AIM OF THE TASK
Show each line in the rows below that contains the string "bark".

INFORMATION SUPPLIED

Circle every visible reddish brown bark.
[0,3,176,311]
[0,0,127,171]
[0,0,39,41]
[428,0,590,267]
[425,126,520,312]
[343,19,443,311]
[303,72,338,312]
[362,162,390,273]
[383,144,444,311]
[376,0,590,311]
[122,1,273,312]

EXERCISE ANSWER
Circle every visible reddish brown bark.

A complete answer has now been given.